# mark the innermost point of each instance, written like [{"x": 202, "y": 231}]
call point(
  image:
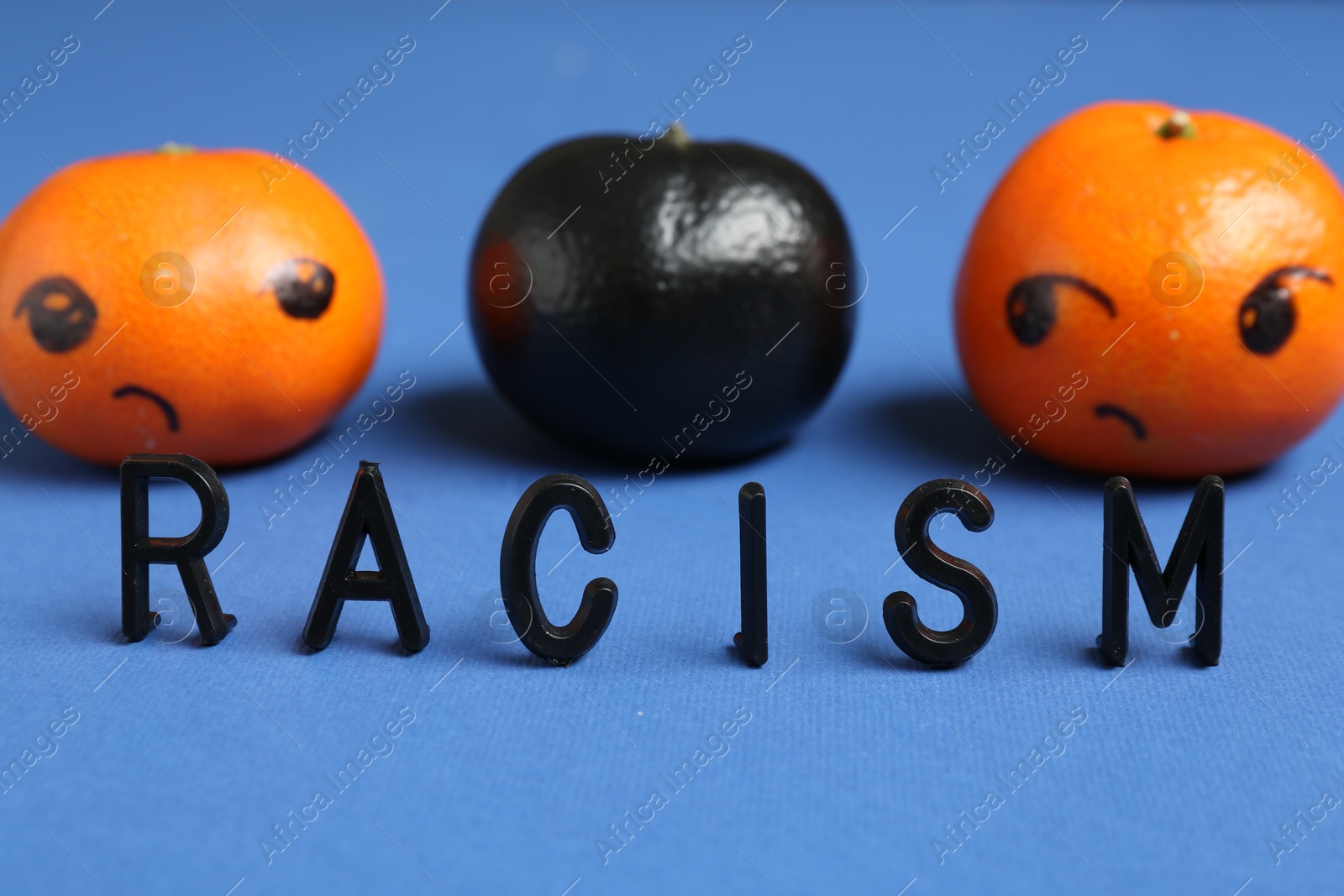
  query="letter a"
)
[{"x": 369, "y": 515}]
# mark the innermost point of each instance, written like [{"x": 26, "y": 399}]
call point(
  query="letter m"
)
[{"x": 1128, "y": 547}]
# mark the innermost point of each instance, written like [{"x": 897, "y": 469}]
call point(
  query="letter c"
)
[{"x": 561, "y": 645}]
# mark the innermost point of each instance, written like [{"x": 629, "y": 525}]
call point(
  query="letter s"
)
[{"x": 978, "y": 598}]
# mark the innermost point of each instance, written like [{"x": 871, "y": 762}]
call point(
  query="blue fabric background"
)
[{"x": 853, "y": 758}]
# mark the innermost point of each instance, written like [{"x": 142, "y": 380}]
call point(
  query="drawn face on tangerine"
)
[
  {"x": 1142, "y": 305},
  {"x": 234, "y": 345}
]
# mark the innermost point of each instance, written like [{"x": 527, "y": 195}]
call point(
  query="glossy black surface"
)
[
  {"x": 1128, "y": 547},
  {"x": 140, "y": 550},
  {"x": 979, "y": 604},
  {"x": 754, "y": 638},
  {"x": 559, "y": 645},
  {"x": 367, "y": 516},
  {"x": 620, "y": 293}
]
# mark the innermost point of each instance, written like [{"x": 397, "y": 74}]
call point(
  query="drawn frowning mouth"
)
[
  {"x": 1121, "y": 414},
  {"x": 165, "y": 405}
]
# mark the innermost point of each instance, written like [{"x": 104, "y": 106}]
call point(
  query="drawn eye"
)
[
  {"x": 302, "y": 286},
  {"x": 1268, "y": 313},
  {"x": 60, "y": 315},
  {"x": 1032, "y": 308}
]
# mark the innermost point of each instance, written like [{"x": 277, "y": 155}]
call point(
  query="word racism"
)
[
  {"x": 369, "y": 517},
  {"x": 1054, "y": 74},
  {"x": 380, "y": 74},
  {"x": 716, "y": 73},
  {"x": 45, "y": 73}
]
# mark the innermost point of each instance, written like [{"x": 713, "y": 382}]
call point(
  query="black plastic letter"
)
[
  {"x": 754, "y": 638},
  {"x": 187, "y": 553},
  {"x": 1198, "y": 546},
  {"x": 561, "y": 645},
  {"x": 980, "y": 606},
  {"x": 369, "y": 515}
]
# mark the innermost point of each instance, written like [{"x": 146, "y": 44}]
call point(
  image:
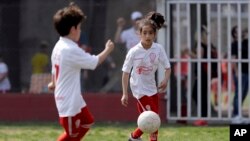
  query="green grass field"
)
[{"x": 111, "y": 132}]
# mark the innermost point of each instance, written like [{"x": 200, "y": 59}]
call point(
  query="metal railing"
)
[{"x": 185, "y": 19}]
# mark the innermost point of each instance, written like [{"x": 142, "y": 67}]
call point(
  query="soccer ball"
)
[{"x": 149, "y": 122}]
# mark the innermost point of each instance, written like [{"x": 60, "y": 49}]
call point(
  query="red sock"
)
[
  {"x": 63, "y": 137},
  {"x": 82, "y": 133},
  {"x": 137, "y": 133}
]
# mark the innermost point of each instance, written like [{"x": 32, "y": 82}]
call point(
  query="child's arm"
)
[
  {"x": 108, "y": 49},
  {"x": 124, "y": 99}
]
■ ■ ■
### Prompt
Transcribe the listing in full. Leave the pictures out.

### Your solution
# mark the innermost point of each instance, written like [{"x": 202, "y": 231}]
call point(
  image:
  query="letter a"
)
[{"x": 369, "y": 515}]
# mark the innermost point of each instance, written like [{"x": 26, "y": 399}]
call point(
  query="letter m"
)
[{"x": 1128, "y": 547}]
# mark the innermost point of each instance, written like [{"x": 897, "y": 469}]
call point(
  query="letter c"
)
[{"x": 561, "y": 645}]
# mark the innermost point of each instance, written like [{"x": 629, "y": 525}]
call point(
  query="letter s"
)
[{"x": 978, "y": 598}]
# mark the innermost point of each instance, written like [{"x": 871, "y": 762}]
call point(
  query="blue fabric background"
)
[{"x": 853, "y": 758}]
# mark the innermost point of each instance, written like [{"x": 142, "y": 380}]
call point(
  query="drawn face on tangerine"
)
[
  {"x": 1142, "y": 305},
  {"x": 234, "y": 345}
]
# mark the innermost point of each instance, written like [{"x": 527, "y": 195}]
call point(
  query="glossy black surface"
)
[
  {"x": 1128, "y": 547},
  {"x": 140, "y": 550},
  {"x": 979, "y": 604},
  {"x": 754, "y": 638},
  {"x": 559, "y": 645},
  {"x": 367, "y": 516},
  {"x": 620, "y": 293}
]
# mark the innermost point of each instance, written like [{"x": 397, "y": 74}]
call point(
  query="drawn frowning mouth"
)
[
  {"x": 1121, "y": 414},
  {"x": 165, "y": 405}
]
# mark the innermost point of each instance, written like [{"x": 104, "y": 106}]
call point(
  query="drawn eye"
)
[
  {"x": 302, "y": 286},
  {"x": 1268, "y": 313},
  {"x": 60, "y": 315},
  {"x": 1032, "y": 308}
]
# mark the innermost point of each instance, written like [{"x": 277, "y": 155}]
call point(
  query="word racism"
)
[
  {"x": 369, "y": 517},
  {"x": 1054, "y": 74},
  {"x": 380, "y": 74},
  {"x": 716, "y": 73},
  {"x": 45, "y": 73}
]
# mark the innermost point of each instance, written like [{"x": 713, "y": 382}]
call point(
  query="black plastic letter"
)
[
  {"x": 754, "y": 638},
  {"x": 187, "y": 553},
  {"x": 1198, "y": 546},
  {"x": 561, "y": 645},
  {"x": 980, "y": 606},
  {"x": 369, "y": 515}
]
# mark the innermost point of each instance, written like [{"x": 146, "y": 44}]
call point(
  image:
  query="green grass field"
)
[{"x": 111, "y": 132}]
# mark the innermost point of each instance, written like [{"x": 200, "y": 59}]
call point(
  query="metal railing"
)
[{"x": 185, "y": 19}]
# mark the innermost point of each instance, written like [{"x": 142, "y": 67}]
call point(
  query="soccer ball"
)
[{"x": 149, "y": 122}]
# mark the innermost point of each instance, written like [{"x": 60, "y": 49}]
call point(
  query="red sock"
)
[
  {"x": 63, "y": 137},
  {"x": 82, "y": 133},
  {"x": 137, "y": 133}
]
# mark the innermost point of each instance, written like [{"x": 32, "y": 82}]
call point(
  query="child's arm"
)
[
  {"x": 108, "y": 49},
  {"x": 124, "y": 99}
]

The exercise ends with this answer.